Das Jahr 2022 hält einige tiefgreifende Neuerungen für das Verbraucherschutzrecht bereit. Die Anforderungen, die hierdurch an die Anbieter im E-Commerce gestellt werden, sind nicht zu unterschätzen. Dies gilt nicht nur aufgrund der hohen, an die DSGVO angepassten Sanktionen, die der europäische Gesetzgeber bei Verstößen gegen die Bestimmungen der Omnibus-Richtlinie vorgesehen hat (bei einem sogenannten „weitverbreiteten Verstoß“ oder einem „weitverbreiteten Verstoß mit Unionsdimension“ im Sinne der Verordnung (EU) 2017/2394 Geldbußen von bis zu 4% des Jahresumsatzes des Unternehmens zu verhängen, oder bis zu 2 Millionen Euro Geldbuße, sollten Informationen über den Umsatz nicht verfügbar sein).

--

» **AUFGABENDETAILS**
Schreib den Text über die Neuerungen im Verbraucherschutzrecht 2022 bitte im Anschluss an seinen letzten Satz weiter.

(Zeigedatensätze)
--

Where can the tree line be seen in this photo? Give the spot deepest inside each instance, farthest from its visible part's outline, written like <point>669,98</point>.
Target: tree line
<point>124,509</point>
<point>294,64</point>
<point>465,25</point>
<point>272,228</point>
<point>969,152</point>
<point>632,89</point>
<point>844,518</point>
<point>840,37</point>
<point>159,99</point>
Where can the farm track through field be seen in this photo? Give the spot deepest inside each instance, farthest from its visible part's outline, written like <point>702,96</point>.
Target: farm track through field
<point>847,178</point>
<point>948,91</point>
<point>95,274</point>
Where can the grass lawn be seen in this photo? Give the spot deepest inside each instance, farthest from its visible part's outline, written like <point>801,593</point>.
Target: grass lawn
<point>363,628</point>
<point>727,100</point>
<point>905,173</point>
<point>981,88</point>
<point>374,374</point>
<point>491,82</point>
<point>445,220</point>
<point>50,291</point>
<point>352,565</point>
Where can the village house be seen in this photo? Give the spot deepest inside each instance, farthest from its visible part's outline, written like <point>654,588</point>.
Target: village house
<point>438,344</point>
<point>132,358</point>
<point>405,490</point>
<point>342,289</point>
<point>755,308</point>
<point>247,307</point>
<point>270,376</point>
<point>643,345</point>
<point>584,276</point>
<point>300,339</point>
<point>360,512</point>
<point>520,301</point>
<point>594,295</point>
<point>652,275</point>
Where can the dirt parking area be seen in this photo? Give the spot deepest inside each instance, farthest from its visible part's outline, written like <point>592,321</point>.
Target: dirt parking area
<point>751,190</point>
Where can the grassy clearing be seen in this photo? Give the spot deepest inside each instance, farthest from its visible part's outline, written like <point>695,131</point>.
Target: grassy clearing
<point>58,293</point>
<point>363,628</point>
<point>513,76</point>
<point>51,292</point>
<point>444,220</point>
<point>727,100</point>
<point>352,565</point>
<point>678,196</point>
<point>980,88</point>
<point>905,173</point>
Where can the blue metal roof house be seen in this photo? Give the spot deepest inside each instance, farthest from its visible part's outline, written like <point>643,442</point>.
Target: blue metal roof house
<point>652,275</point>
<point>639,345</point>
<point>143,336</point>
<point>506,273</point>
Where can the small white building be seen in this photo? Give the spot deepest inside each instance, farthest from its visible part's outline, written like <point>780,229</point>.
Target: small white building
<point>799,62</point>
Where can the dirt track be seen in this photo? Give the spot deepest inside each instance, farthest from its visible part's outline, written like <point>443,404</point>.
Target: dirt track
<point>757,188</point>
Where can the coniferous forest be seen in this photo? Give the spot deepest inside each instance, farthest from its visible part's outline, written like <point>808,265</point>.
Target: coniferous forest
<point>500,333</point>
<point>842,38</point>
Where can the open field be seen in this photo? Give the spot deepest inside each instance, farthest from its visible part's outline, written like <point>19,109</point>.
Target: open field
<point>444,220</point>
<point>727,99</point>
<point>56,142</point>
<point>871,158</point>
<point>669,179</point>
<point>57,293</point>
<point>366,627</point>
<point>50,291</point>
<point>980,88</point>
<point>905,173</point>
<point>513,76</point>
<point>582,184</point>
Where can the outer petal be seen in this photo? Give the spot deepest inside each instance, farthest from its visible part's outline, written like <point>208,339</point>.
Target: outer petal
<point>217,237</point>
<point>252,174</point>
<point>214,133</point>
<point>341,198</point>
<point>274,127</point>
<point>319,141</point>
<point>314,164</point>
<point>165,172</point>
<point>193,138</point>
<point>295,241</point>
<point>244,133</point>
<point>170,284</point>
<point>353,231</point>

--

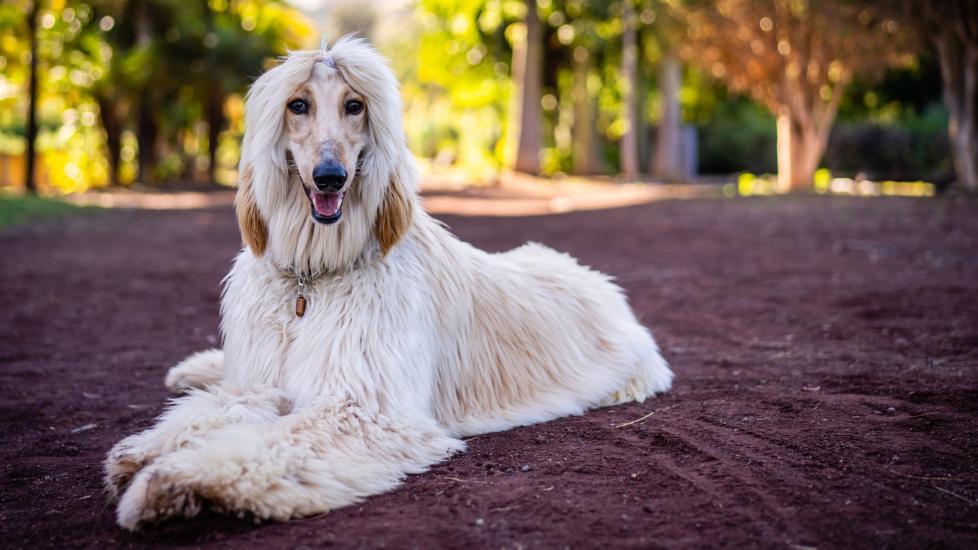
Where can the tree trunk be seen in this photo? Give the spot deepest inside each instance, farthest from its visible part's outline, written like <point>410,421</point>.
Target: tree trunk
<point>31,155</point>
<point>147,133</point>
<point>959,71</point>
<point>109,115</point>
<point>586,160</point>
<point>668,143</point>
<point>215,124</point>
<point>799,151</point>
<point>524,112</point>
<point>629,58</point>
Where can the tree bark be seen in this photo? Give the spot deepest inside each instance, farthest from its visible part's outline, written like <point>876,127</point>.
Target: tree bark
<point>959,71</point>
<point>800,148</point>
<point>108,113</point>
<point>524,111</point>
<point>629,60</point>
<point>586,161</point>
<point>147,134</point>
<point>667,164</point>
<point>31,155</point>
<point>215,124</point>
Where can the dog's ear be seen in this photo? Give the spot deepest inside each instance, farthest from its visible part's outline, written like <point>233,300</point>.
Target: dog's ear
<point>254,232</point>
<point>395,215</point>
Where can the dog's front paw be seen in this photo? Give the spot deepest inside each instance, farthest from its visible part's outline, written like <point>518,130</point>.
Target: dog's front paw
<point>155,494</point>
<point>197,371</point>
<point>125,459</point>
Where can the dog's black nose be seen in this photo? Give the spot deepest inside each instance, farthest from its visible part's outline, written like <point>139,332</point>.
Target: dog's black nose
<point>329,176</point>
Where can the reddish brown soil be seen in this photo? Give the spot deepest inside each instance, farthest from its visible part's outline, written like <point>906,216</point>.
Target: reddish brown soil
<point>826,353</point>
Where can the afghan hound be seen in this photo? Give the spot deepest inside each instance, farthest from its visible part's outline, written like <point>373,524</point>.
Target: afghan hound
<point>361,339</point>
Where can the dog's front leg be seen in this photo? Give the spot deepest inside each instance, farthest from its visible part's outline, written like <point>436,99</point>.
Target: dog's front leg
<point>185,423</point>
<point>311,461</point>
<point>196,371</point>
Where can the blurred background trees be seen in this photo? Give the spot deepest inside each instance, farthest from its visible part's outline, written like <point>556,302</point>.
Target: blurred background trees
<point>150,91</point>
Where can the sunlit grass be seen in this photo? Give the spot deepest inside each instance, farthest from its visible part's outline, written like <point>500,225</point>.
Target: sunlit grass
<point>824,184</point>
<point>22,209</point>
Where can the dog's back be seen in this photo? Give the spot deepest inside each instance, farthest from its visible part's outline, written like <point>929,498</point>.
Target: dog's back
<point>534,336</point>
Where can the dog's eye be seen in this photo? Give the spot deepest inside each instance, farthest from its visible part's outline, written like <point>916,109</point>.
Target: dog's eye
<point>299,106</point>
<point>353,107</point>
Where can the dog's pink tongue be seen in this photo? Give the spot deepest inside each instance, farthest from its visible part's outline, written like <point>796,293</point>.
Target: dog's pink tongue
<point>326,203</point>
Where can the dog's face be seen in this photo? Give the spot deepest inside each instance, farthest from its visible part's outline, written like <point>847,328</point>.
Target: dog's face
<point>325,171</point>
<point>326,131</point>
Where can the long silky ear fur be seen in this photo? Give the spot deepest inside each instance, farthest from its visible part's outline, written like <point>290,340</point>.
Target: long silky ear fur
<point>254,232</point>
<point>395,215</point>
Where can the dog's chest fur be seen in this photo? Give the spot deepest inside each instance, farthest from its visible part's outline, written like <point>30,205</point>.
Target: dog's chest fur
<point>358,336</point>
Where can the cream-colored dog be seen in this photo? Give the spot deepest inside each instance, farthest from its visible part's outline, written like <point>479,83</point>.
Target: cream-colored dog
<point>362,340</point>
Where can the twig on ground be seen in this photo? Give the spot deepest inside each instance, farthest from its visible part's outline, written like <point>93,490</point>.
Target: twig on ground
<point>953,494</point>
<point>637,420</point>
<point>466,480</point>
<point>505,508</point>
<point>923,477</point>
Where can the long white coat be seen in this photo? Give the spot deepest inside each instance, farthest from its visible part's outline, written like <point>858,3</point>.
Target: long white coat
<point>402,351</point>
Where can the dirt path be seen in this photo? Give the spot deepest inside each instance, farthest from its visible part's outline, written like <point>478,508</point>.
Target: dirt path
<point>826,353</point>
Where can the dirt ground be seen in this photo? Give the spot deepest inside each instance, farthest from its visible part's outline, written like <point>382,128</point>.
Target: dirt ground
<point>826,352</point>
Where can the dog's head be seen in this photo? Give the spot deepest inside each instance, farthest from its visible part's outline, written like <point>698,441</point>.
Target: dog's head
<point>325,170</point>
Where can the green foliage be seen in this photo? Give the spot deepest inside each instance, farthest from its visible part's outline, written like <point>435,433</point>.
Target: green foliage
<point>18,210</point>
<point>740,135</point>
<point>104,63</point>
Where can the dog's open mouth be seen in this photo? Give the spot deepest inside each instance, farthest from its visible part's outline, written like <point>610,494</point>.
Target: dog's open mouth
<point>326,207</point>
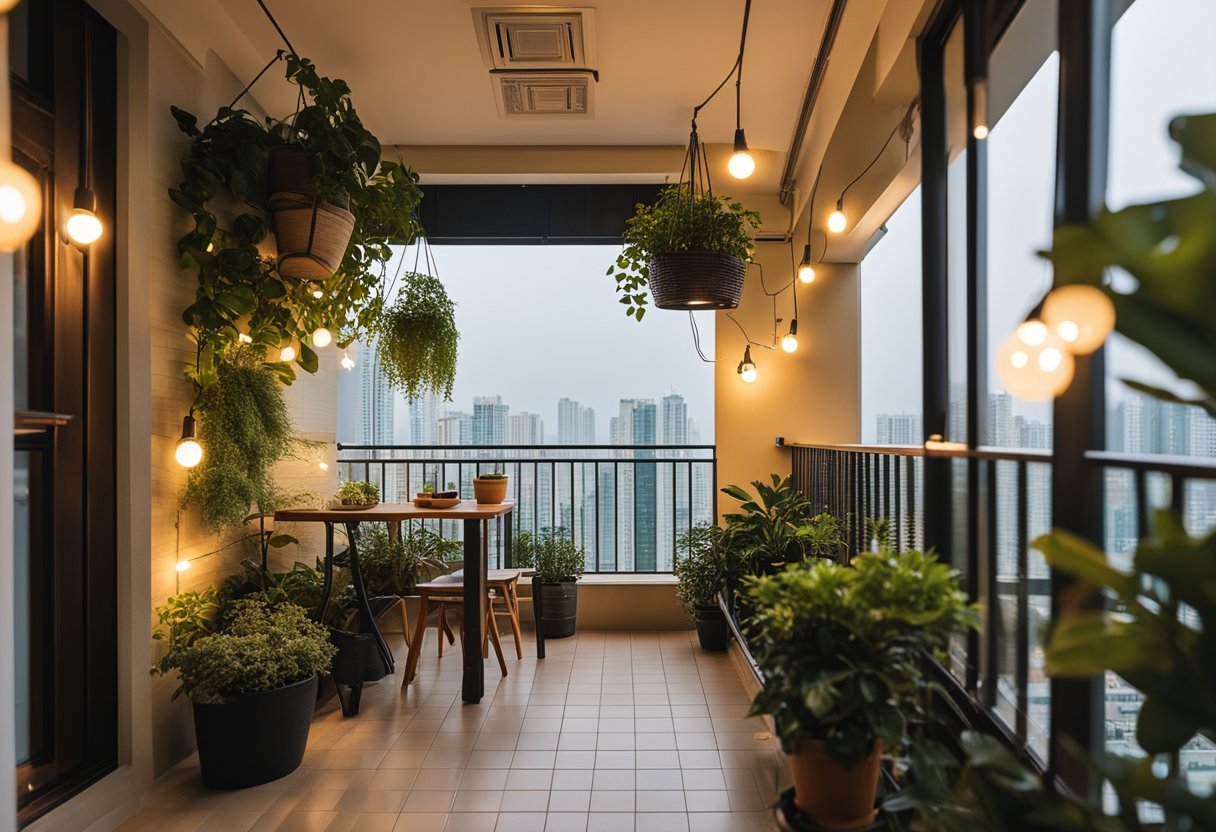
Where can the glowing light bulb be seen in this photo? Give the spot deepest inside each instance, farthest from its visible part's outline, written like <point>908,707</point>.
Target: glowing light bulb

--

» **LÖSUNG**
Zudem stellt die neue, rein deutsche Anforderung eines Kündigungsbuttons internationale Anbieter vor immense rechtliche und technische Herausforderungen. Anbieter sollten sich daher den 28. Mai 2022 sowie den 1. Juli 2022 dick im Kalender markieren, sofern dies nicht ohnehin schon geschehen ist.